**CHALLENGE:** Convert the records starting at the line containing "Planogram-check task. Target: tree bark" and ending at the line containing "point(119, 594)" into a two-column CSV with the columns text and answer, one row per record. Put each field in quotation marks and replace its line breaks with spaces.

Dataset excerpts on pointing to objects
++++++
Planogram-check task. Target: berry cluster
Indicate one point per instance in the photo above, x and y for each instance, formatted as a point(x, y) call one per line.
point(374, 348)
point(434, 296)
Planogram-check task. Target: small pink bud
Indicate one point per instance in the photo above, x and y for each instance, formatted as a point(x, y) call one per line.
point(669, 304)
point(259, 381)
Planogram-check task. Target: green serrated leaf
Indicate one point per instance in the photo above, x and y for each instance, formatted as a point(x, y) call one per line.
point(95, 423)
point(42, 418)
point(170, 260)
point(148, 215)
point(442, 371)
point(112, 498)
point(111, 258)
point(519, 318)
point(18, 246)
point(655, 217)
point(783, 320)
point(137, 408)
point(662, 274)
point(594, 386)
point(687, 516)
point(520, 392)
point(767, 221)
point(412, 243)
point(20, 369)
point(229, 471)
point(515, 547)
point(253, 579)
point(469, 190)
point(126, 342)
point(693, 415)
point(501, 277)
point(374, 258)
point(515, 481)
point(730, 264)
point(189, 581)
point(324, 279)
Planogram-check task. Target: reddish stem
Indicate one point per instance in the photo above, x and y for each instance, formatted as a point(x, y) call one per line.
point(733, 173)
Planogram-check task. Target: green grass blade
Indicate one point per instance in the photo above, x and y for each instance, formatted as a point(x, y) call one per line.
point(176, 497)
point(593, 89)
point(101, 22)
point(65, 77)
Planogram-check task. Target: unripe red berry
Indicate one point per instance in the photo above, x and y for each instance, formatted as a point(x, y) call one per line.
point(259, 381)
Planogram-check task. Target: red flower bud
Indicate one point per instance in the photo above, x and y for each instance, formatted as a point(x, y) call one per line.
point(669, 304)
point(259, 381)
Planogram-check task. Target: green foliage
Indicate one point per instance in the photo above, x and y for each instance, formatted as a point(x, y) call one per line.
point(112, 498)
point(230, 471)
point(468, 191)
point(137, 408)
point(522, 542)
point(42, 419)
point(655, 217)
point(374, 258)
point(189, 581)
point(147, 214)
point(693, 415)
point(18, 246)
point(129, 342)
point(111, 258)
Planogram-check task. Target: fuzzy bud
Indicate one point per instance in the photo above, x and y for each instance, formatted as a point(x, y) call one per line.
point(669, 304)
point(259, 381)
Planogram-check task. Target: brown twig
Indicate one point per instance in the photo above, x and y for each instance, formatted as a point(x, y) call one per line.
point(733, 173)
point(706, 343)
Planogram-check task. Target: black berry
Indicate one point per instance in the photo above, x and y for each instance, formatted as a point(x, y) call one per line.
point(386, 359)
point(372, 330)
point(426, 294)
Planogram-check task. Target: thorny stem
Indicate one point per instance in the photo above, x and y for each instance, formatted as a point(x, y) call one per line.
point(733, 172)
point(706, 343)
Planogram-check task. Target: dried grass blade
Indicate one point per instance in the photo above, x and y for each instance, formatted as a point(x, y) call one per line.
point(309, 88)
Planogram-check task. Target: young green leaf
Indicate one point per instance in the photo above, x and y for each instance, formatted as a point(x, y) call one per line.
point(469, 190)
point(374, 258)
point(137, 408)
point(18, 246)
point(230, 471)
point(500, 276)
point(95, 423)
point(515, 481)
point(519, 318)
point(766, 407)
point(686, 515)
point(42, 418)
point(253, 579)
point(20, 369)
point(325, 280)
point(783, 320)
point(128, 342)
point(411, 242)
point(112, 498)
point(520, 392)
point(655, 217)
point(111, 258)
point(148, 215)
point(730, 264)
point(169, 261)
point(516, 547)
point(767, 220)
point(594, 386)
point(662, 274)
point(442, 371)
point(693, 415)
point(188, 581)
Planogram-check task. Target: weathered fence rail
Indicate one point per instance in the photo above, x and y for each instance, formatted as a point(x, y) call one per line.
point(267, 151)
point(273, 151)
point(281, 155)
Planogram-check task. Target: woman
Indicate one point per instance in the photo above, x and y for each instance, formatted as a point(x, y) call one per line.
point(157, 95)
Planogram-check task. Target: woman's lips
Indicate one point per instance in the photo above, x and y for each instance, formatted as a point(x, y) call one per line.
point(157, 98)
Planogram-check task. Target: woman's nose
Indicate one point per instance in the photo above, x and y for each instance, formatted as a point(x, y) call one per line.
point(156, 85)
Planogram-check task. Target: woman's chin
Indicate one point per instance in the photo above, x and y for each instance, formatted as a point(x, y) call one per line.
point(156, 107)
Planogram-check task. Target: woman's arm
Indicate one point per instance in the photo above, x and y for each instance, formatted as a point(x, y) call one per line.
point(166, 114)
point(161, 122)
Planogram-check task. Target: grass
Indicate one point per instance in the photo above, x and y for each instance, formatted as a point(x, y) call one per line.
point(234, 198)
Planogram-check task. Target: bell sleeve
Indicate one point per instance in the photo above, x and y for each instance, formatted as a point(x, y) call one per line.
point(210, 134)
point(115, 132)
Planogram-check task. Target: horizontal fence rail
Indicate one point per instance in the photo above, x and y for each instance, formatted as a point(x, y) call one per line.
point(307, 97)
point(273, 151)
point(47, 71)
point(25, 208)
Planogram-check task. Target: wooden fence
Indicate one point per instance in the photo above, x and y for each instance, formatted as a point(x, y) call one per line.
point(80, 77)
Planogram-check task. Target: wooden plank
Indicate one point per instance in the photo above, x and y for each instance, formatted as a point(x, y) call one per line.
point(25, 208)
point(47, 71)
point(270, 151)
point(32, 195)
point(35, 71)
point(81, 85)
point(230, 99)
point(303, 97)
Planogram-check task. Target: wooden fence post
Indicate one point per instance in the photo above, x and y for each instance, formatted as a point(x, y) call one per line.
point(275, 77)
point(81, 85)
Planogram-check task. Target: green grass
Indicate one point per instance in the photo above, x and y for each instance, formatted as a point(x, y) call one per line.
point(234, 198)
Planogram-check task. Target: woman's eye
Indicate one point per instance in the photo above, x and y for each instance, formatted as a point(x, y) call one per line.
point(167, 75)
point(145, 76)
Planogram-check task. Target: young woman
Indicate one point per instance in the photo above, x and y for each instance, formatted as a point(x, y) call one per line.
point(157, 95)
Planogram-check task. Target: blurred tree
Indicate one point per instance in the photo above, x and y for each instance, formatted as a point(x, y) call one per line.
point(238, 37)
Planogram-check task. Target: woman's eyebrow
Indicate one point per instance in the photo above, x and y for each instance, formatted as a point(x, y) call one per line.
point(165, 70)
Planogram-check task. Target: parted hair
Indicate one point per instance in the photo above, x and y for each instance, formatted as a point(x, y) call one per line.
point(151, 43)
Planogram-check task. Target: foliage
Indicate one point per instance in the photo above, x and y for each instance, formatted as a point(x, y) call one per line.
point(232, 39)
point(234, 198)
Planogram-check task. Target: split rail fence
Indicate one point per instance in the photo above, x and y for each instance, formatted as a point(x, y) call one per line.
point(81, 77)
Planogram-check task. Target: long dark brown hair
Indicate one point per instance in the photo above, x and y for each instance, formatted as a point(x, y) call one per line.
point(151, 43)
++++++
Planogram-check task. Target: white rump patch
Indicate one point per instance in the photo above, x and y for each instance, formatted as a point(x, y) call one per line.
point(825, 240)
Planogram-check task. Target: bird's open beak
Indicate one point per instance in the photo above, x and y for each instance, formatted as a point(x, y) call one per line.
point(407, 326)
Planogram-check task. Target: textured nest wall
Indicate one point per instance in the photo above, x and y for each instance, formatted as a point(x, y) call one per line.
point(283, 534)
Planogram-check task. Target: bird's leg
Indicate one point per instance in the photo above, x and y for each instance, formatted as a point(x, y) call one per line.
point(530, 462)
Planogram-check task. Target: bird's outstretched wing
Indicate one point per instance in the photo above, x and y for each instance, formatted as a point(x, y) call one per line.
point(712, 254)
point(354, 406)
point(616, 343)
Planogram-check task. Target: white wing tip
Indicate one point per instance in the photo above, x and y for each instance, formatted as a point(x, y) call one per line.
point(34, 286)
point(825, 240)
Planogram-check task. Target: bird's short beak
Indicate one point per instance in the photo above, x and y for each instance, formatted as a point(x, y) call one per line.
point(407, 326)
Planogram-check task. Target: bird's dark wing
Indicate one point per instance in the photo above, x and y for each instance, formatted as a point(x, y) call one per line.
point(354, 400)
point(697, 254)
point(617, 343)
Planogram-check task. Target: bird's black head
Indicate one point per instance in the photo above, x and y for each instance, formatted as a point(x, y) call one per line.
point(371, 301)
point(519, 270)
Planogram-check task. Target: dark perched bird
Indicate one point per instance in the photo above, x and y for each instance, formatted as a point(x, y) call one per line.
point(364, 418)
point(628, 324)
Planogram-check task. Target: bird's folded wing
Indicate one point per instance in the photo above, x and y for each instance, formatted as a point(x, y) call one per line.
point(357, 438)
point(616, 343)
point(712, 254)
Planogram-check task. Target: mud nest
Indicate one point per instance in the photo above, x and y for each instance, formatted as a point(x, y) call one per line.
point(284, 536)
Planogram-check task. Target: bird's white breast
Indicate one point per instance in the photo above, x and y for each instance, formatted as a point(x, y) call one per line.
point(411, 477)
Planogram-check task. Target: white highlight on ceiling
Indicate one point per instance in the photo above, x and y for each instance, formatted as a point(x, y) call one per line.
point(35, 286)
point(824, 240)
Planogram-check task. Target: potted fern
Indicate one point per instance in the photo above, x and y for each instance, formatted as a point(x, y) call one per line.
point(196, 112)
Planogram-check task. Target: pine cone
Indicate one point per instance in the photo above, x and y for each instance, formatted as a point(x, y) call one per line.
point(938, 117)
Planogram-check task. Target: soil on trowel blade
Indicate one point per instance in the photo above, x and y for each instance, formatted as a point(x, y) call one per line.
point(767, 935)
++++++
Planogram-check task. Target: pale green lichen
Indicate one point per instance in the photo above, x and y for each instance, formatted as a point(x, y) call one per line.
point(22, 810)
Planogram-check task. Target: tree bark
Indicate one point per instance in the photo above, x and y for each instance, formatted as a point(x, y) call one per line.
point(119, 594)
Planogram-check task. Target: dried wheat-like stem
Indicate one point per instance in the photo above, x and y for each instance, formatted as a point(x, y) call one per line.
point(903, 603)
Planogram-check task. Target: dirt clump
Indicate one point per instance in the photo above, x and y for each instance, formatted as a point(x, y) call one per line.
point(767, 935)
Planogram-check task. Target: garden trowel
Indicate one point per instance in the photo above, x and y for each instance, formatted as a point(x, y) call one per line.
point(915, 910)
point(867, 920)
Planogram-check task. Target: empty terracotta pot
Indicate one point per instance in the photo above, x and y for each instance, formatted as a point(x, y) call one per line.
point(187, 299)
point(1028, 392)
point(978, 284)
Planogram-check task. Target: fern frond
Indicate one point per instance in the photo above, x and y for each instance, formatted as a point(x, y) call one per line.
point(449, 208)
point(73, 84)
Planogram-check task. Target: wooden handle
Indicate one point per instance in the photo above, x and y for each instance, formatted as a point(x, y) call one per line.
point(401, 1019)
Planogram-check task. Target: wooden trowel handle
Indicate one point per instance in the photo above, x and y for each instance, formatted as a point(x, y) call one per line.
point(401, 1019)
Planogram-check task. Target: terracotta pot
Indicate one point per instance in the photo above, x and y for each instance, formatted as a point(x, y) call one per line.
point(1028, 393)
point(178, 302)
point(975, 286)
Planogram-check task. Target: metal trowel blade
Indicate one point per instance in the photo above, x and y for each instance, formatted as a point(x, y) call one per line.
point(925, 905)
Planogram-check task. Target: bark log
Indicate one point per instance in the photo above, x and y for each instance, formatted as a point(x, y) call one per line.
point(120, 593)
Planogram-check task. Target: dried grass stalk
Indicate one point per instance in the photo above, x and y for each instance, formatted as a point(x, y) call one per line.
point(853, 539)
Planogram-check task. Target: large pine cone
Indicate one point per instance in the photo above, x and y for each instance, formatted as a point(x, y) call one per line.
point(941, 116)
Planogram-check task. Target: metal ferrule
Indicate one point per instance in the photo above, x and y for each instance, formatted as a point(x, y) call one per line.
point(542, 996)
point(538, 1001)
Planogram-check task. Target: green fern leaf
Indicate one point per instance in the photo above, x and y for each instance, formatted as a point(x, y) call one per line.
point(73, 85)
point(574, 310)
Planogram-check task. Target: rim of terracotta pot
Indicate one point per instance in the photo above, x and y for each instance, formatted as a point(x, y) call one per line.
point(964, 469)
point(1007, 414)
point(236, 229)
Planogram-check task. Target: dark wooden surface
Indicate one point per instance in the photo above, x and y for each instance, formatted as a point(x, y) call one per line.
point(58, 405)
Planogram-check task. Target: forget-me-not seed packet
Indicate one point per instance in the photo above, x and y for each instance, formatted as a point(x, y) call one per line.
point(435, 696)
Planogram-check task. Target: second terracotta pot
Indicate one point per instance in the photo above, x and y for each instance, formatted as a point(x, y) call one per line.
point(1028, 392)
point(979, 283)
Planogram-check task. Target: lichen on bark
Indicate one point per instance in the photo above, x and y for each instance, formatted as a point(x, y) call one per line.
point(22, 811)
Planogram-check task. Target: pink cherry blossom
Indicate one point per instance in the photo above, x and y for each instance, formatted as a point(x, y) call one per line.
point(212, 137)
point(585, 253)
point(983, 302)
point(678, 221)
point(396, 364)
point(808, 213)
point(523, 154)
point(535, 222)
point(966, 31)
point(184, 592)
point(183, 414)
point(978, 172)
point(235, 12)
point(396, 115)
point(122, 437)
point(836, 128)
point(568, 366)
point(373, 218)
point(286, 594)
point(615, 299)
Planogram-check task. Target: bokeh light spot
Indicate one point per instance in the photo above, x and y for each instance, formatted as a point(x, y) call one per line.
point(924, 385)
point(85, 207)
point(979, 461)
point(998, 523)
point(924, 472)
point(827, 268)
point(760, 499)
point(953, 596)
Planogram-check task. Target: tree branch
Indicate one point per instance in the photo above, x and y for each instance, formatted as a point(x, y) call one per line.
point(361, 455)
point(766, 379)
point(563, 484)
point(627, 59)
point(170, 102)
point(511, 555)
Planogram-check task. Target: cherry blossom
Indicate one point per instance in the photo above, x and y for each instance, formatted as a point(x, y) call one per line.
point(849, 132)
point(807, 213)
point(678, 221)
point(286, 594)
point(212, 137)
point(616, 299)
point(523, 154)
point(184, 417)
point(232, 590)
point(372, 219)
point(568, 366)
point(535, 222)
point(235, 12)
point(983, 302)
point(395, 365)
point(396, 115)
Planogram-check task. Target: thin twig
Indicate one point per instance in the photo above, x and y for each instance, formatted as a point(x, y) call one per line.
++++++
**TASK OUTPUT:**
text,answer
"Planogram-check task. Target: tree bark Indicate one point per instance in the photo above, x and y for each instance, formatted as a point(x, y) call one per line.","point(119, 594)"